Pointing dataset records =
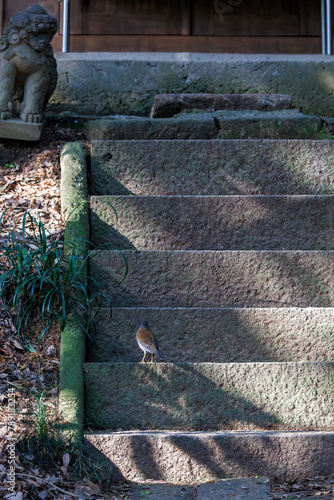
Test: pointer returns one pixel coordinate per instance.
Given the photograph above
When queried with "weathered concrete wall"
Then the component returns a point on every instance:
(126, 83)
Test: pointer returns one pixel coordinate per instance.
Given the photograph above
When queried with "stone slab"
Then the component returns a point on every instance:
(168, 105)
(163, 491)
(237, 489)
(217, 279)
(218, 335)
(268, 125)
(203, 456)
(21, 131)
(212, 167)
(210, 396)
(213, 222)
(147, 129)
(224, 489)
(126, 83)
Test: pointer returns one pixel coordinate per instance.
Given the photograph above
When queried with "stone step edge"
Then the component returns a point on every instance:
(233, 363)
(331, 252)
(202, 456)
(260, 196)
(146, 308)
(173, 141)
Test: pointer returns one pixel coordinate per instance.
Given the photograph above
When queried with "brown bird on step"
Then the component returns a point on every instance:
(147, 341)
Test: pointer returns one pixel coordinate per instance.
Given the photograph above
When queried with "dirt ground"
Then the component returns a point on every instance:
(30, 180)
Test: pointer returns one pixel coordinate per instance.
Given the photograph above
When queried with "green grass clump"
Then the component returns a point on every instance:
(41, 278)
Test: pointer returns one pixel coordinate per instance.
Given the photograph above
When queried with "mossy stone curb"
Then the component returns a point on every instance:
(74, 193)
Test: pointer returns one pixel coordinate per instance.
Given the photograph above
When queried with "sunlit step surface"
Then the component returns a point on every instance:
(210, 396)
(213, 167)
(216, 278)
(189, 457)
(213, 222)
(218, 335)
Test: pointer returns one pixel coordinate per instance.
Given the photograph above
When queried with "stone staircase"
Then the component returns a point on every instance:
(229, 242)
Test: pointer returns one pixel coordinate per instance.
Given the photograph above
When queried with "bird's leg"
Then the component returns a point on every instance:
(143, 360)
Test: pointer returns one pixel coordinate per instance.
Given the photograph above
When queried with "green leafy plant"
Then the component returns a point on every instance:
(38, 275)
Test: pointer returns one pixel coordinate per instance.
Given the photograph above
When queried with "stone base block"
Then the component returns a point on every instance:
(21, 131)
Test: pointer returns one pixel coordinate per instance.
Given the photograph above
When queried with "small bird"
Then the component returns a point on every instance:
(147, 341)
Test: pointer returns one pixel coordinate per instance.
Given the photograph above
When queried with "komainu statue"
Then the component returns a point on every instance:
(28, 70)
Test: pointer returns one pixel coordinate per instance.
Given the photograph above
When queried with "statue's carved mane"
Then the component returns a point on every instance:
(24, 26)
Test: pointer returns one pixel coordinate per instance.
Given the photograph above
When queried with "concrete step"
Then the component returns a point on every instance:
(168, 105)
(246, 124)
(213, 167)
(210, 396)
(218, 335)
(287, 124)
(188, 457)
(237, 488)
(214, 222)
(217, 279)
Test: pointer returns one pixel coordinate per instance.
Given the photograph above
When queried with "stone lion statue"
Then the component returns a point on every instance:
(28, 70)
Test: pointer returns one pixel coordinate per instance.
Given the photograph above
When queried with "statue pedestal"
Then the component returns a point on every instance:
(21, 131)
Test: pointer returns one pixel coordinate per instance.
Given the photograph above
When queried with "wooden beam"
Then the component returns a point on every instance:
(215, 44)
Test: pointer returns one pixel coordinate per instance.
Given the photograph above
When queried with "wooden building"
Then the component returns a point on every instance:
(233, 26)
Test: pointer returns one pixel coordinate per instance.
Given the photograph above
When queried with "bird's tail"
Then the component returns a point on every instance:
(160, 355)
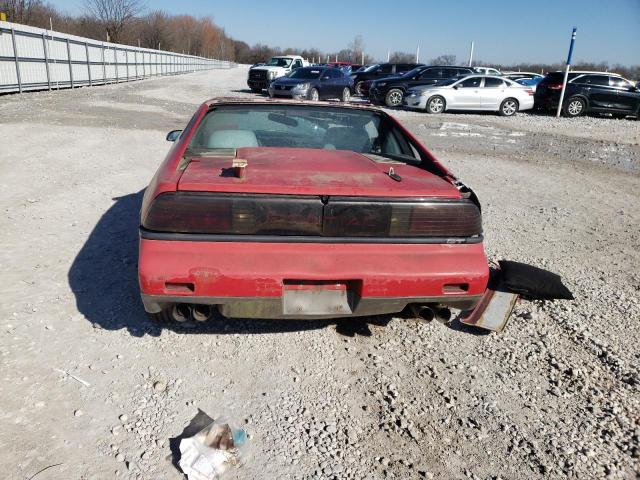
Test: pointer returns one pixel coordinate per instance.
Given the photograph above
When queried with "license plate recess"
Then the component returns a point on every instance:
(303, 297)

WHAT IS BEING ASKED =
Leave the images out, please, and restate each line word for word.

RESULT =
Test: pointer returns one pixel coordinate per instance.
Given the photograph above
When queried with "weathered concrete wall"
Then the component returns a point on every instance:
(126, 83)
Test: pointer returns one pixel coordinate per instance.
Given the photograph above
When queried with "stone slab"
Then the component returns a point on every instance:
(168, 105)
(163, 491)
(237, 489)
(217, 279)
(218, 335)
(268, 125)
(203, 456)
(21, 131)
(212, 167)
(210, 396)
(213, 222)
(147, 129)
(224, 489)
(126, 83)
Test: pointer returns one pixel coordinate per instance.
Given the photograph above
When queried with "stone step edge"
Then the component returns a point on every instance:
(233, 363)
(331, 252)
(202, 456)
(260, 196)
(146, 308)
(173, 141)
Test: pointer returns one pixel coordinate per instance.
Given the photograph above
When queried with "brown bird on step"
Then the component returns a point on every instance:
(147, 341)
Test: pointer returns one pixel coordinate per instance.
Given the photograph above
When queried with "dirt ground"
Then the component returns a point on every instance:
(30, 180)
Test: pointer returns one pixel coordinate per instance.
Given the photograph above
When queried with "green grass clump"
Then the component returns a point on every instance:
(41, 278)
Test: pointer returns one pixel coordinate per instance.
Given the photograph above
When queried with "mossy stone curb"
Then the component returns a point on every instance:
(74, 193)
Test: pointer returns one pixel coordinate per instance.
Given the photograph above
When queried with "sunlit step surface"
Then the component returns a point on every instance:
(210, 396)
(213, 167)
(216, 278)
(189, 457)
(213, 222)
(218, 335)
Test: pointer returns one pixel coordinate per instance.
Given the photograph above
When queried with "stone staircase"
Then the component returns a point on every instance:
(229, 242)
Test: pointer returns one pixel coordinate per instance.
Given the photograph above
When queried with "bird's leg"
Then the component returns a point on every instance:
(143, 360)
Test: pointer returns one pixel coordinate per instance.
Given the photograph above
When queried with "green leafy plant"
Then the component returns a point on every instance:
(38, 275)
Test: pointer returns one pixel coordinate per instance.
Given the photograph above
When queried with "stone base block"
Then the component returns a point on every instance:
(21, 131)
Test: pointer returns one pixel coordinate per instance.
Given the photograph above
When queried with "small bird"
Then the component returns a point on every instance:
(147, 341)
Test: pointer returns one pixel coordinate per instance.
Given the photograph above
When queried with "komainu statue"
Then the component returns a point on every instance:
(28, 70)
Test: pointer returns one pixel coordinate per instance.
Given the photograph above
When queried with "statue's carved mane"
Then the component returns a point on every instance:
(24, 26)
Test: pointer returns one pixel coordinate per instance.
Given the photograph above
When queried with "concrete step"
Then the component returns a point on every instance:
(168, 105)
(246, 124)
(213, 167)
(210, 396)
(218, 335)
(287, 124)
(188, 457)
(237, 488)
(214, 222)
(217, 279)
Test: pointer returns one pixel coordinate per instance.
Given the photograph above
When queried with "stone lion statue"
Then the component returns a point on every instance:
(28, 70)
Test: pointer returns one pixel coordinate per instance.
Given the photograph above
When queried with "statue pedestal"
Then the component returns a point on every instance:
(21, 131)
Test: pointer returns one pixel coordinate per instance.
Given the photograph above
When queried with "wooden beam"
Then the component returns a point on every instance:
(215, 44)
Test: pointer returns one pixel coordinate per instance.
Given the photograph above
When queried with "wooden building"
Then the component returns a point on every instance:
(233, 26)
Test: pointer returns one pixel coordinate per instance.
Given the photograph above
When queried with "bird's tail"
Then the component returns a point on every instance:
(160, 355)
Test: pointer returns one pixel coordinate per instance.
Given the photograph above
When queried with "license plate recess"
Then the component returns a point on every instance:
(303, 297)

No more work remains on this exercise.